### [EXERCISE GOAL]
Please pick out every line of the data below that contains the word "plant" and copy those lines.
[BEGIN DATASET ROWS]
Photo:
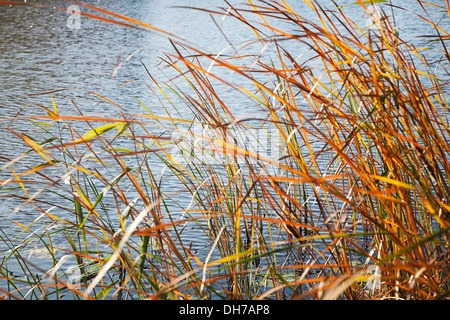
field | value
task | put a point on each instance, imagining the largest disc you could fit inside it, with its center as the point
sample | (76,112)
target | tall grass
(332,184)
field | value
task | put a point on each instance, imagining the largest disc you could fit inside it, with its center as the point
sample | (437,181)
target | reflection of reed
(350,204)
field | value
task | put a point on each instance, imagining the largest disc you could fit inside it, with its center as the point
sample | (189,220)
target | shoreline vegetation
(332,184)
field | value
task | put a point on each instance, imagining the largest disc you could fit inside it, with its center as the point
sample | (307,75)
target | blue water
(43,50)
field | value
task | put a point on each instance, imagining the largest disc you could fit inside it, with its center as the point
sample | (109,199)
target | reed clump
(330,180)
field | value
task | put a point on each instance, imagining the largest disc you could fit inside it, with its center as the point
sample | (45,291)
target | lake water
(42,49)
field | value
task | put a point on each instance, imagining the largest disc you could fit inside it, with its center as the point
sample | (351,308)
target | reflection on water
(43,50)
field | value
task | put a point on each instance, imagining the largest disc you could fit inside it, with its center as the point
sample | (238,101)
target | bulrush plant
(330,181)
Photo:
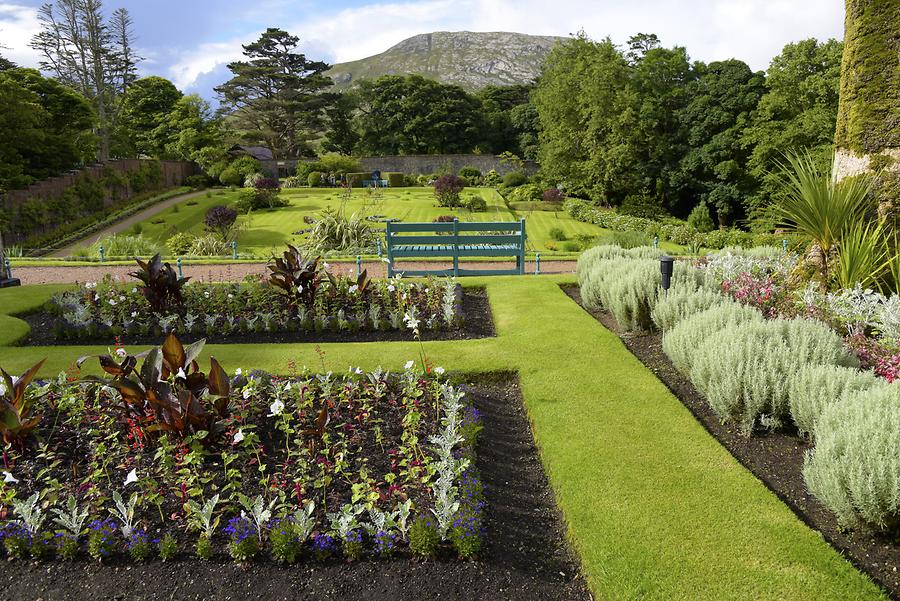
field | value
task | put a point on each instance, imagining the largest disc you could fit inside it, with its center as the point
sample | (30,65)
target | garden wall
(173,174)
(412,164)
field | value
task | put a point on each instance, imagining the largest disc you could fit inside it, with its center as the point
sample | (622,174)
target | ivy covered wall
(869,110)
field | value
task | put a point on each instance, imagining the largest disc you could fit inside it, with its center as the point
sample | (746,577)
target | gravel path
(232,272)
(125,224)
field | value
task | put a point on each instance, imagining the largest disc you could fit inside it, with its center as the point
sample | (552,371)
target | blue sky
(191,41)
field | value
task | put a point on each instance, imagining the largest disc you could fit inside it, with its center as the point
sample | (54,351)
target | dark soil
(776,458)
(477,322)
(525,555)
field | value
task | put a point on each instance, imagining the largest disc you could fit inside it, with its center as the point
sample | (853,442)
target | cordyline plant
(161,285)
(16,419)
(170,390)
(297,276)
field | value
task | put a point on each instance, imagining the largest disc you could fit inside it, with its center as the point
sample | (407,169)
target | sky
(192,41)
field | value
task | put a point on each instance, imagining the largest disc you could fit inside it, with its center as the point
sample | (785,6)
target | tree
(414,115)
(342,136)
(91,55)
(869,107)
(276,97)
(145,106)
(583,100)
(797,112)
(714,166)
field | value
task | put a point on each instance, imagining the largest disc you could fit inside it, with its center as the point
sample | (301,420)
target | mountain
(472,60)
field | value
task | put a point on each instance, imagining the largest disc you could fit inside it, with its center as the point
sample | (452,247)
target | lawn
(263,231)
(656,508)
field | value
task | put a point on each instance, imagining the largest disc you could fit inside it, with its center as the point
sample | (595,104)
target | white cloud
(18,24)
(204,59)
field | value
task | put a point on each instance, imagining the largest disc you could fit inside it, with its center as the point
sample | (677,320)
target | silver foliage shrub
(854,469)
(815,387)
(682,341)
(744,370)
(682,302)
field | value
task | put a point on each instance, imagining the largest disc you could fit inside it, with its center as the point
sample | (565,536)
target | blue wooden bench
(456,239)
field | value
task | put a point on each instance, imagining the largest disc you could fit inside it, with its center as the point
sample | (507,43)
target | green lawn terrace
(262,231)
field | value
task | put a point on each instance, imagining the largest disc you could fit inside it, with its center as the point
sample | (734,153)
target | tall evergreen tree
(277,97)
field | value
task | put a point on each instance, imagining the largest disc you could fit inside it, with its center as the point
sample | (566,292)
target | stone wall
(412,164)
(848,164)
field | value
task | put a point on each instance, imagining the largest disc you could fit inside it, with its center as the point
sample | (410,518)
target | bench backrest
(457,232)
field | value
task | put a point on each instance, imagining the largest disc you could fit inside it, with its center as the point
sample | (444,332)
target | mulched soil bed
(525,555)
(775,458)
(478,322)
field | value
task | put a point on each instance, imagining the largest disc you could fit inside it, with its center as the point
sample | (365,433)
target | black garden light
(666,265)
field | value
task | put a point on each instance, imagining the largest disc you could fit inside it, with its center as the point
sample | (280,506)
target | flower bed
(313,301)
(160,458)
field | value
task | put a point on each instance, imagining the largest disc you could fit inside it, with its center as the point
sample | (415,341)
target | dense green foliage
(649,123)
(869,113)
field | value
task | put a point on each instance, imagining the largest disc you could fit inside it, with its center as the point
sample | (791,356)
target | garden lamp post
(6,279)
(666,266)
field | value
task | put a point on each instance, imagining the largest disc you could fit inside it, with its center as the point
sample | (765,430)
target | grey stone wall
(412,164)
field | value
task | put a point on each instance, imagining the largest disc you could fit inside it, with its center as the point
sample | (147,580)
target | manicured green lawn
(264,230)
(656,507)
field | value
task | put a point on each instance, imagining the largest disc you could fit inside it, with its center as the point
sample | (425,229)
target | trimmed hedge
(395,179)
(816,387)
(854,470)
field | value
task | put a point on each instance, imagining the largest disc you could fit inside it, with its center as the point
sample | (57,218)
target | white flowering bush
(814,387)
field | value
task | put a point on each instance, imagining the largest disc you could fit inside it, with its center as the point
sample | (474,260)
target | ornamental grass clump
(854,469)
(815,387)
(680,303)
(682,341)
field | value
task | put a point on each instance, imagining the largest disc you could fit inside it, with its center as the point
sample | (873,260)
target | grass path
(656,507)
(125,224)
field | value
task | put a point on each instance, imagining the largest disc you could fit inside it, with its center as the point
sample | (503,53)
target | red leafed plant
(170,391)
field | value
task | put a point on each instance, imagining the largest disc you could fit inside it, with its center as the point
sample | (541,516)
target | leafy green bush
(629,288)
(209,246)
(180,244)
(854,469)
(197,182)
(626,239)
(700,219)
(815,387)
(682,341)
(314,179)
(525,193)
(333,231)
(744,370)
(514,179)
(230,176)
(643,206)
(121,245)
(558,234)
(680,303)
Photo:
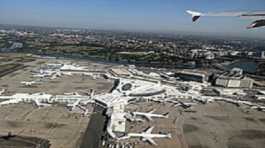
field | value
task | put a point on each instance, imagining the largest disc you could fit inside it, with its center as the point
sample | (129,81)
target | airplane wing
(149,118)
(150,140)
(149,130)
(152,111)
(258,15)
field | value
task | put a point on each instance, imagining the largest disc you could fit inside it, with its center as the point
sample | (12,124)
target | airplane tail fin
(169,136)
(195,15)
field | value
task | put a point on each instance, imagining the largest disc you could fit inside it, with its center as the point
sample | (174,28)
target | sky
(167,16)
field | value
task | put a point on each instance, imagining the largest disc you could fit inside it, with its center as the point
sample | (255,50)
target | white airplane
(147,135)
(2,91)
(185,105)
(28,83)
(259,16)
(150,115)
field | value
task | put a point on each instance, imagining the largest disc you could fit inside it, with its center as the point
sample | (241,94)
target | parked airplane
(150,115)
(258,15)
(147,136)
(28,83)
(184,105)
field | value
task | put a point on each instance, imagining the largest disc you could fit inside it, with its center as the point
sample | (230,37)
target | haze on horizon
(138,15)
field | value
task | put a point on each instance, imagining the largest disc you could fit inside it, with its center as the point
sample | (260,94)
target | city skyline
(166,16)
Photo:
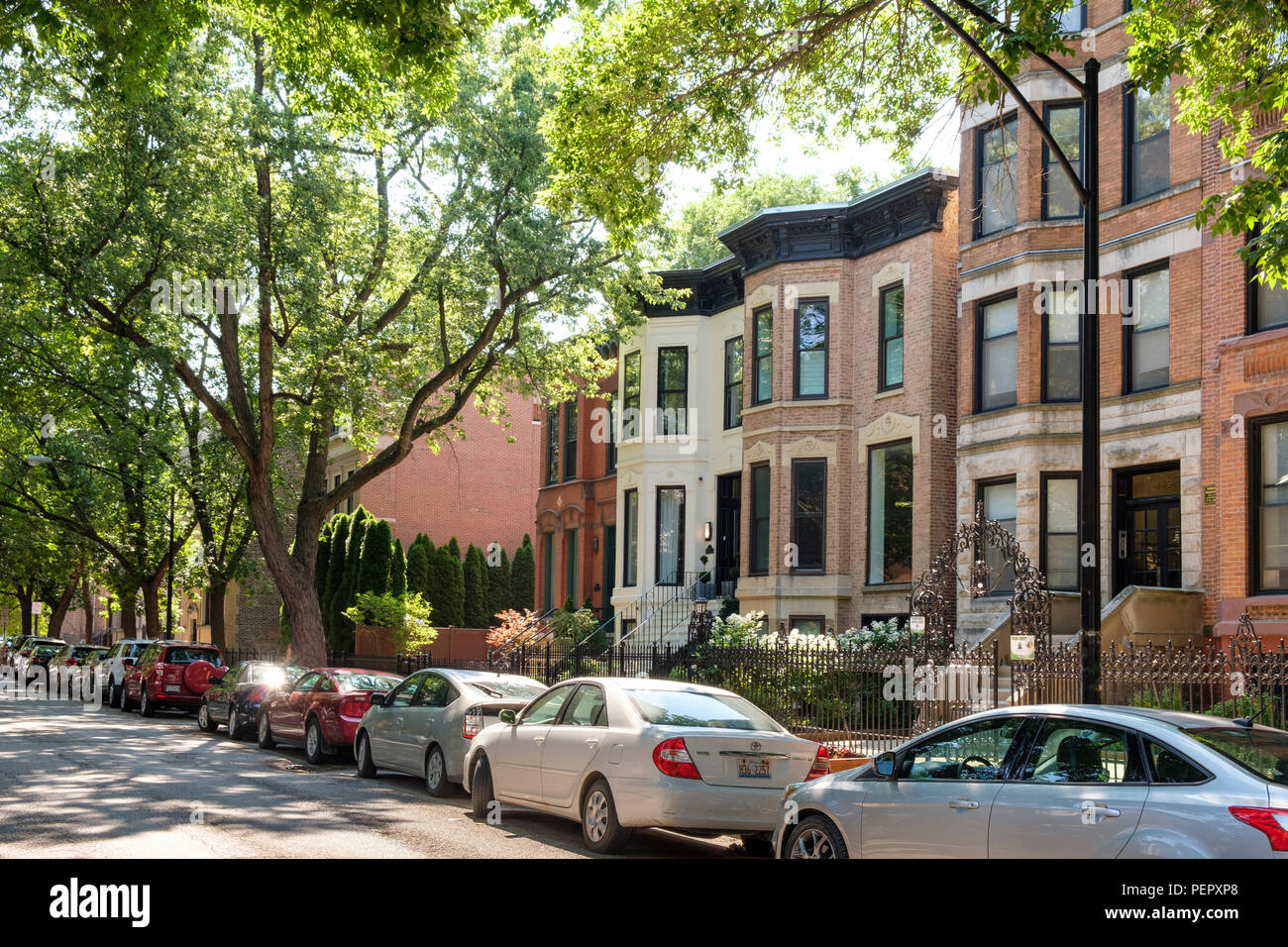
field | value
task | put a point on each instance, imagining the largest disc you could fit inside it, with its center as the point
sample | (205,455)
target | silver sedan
(1055,781)
(425,724)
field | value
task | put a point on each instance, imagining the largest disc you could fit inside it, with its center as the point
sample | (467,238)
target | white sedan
(629,753)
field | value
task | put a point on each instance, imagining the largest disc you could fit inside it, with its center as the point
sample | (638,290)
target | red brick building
(576,521)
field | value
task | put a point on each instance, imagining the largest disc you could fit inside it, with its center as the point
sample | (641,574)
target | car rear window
(368,682)
(700,709)
(185,656)
(1262,751)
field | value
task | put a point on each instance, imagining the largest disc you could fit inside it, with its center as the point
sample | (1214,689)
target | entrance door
(728,531)
(1147,515)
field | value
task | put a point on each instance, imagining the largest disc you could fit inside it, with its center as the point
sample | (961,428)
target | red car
(171,674)
(322,709)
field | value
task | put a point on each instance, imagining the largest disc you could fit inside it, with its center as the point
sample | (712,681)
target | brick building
(576,535)
(816,368)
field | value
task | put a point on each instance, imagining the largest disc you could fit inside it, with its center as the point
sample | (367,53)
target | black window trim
(1129,277)
(980,304)
(1043,478)
(820,570)
(1048,163)
(883,384)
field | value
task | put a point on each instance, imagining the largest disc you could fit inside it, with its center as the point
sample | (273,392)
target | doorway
(1147,526)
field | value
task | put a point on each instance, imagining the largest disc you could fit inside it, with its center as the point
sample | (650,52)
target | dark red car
(171,674)
(322,709)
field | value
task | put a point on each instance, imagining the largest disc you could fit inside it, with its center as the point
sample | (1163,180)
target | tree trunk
(215,595)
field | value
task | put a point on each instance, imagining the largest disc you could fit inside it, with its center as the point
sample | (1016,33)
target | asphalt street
(101,784)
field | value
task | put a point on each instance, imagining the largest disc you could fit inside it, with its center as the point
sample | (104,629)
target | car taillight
(673,758)
(1271,822)
(473,723)
(820,764)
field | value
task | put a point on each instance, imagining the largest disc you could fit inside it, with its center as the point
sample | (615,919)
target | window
(670,535)
(811,350)
(763,337)
(806,624)
(1081,751)
(571,441)
(1147,115)
(1059,196)
(553,445)
(571,551)
(890,513)
(733,382)
(892,339)
(997,361)
(995,176)
(1060,531)
(631,397)
(809,513)
(673,389)
(971,751)
(1270,497)
(999,499)
(631,538)
(1146,331)
(1061,365)
(759,519)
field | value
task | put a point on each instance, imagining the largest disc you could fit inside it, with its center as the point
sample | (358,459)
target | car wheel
(314,748)
(815,838)
(481,789)
(266,733)
(436,774)
(366,768)
(600,830)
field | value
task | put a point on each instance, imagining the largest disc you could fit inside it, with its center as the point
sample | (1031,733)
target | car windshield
(1262,751)
(185,656)
(368,682)
(700,709)
(502,686)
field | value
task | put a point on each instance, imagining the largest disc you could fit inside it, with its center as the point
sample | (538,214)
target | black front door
(728,531)
(1147,523)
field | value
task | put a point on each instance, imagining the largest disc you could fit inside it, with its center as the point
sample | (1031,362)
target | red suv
(171,674)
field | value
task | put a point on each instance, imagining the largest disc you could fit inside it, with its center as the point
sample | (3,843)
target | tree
(523,577)
(478,600)
(398,571)
(377,553)
(384,223)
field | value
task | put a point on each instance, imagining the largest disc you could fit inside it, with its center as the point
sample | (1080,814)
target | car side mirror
(884,766)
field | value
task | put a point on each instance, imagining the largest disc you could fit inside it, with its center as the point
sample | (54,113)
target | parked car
(71,663)
(119,661)
(171,674)
(1055,781)
(233,699)
(322,709)
(426,723)
(623,753)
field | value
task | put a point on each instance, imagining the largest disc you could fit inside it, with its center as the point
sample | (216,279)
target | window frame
(1129,330)
(1043,478)
(1048,163)
(978,209)
(884,341)
(797,347)
(980,305)
(820,570)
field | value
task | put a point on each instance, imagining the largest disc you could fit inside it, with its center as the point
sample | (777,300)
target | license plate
(754,770)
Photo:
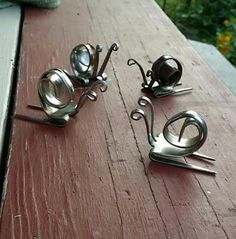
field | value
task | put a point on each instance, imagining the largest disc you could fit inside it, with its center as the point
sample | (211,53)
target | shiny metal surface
(169,148)
(165,76)
(84,61)
(56,94)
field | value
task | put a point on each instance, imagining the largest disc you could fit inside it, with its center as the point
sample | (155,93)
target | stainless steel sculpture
(84,60)
(170,149)
(165,76)
(56,94)
(56,87)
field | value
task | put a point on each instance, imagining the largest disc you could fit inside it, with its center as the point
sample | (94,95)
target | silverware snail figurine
(56,94)
(84,60)
(165,76)
(56,87)
(169,148)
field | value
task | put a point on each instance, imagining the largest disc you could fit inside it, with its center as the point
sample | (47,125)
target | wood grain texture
(9,31)
(93,179)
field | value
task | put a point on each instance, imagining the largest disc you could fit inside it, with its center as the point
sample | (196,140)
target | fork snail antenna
(84,60)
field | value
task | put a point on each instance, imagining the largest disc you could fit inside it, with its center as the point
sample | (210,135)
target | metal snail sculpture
(56,87)
(164,76)
(170,149)
(84,60)
(56,94)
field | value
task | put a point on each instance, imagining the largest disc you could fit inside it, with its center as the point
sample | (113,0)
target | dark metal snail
(170,149)
(164,76)
(84,60)
(56,94)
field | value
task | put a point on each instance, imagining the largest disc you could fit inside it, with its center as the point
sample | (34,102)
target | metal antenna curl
(131,62)
(137,114)
(114,47)
(145,101)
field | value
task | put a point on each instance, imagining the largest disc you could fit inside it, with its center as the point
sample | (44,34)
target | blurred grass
(209,21)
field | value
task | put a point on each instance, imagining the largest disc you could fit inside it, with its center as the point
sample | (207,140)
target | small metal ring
(189,144)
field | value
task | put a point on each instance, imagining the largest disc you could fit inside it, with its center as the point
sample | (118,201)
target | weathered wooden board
(93,179)
(9,32)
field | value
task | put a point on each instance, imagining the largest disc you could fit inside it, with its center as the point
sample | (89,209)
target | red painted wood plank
(93,179)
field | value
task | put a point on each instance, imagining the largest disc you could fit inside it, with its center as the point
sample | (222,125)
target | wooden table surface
(93,178)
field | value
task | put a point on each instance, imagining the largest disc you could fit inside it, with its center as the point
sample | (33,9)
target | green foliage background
(211,21)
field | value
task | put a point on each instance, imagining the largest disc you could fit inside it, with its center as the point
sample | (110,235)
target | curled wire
(131,62)
(137,114)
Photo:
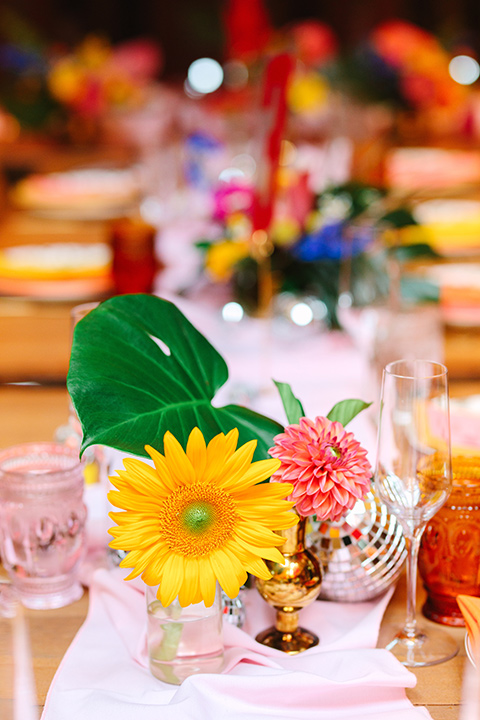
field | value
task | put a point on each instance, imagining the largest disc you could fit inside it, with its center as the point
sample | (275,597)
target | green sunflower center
(197,519)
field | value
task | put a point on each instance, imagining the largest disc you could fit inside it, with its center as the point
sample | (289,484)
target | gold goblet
(291,587)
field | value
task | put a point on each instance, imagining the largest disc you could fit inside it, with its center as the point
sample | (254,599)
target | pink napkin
[END DATASET ROWS]
### [RESULT OF THE EXERCISE]
target | bulrush plant
target | cordyline plant
target | red leafed plant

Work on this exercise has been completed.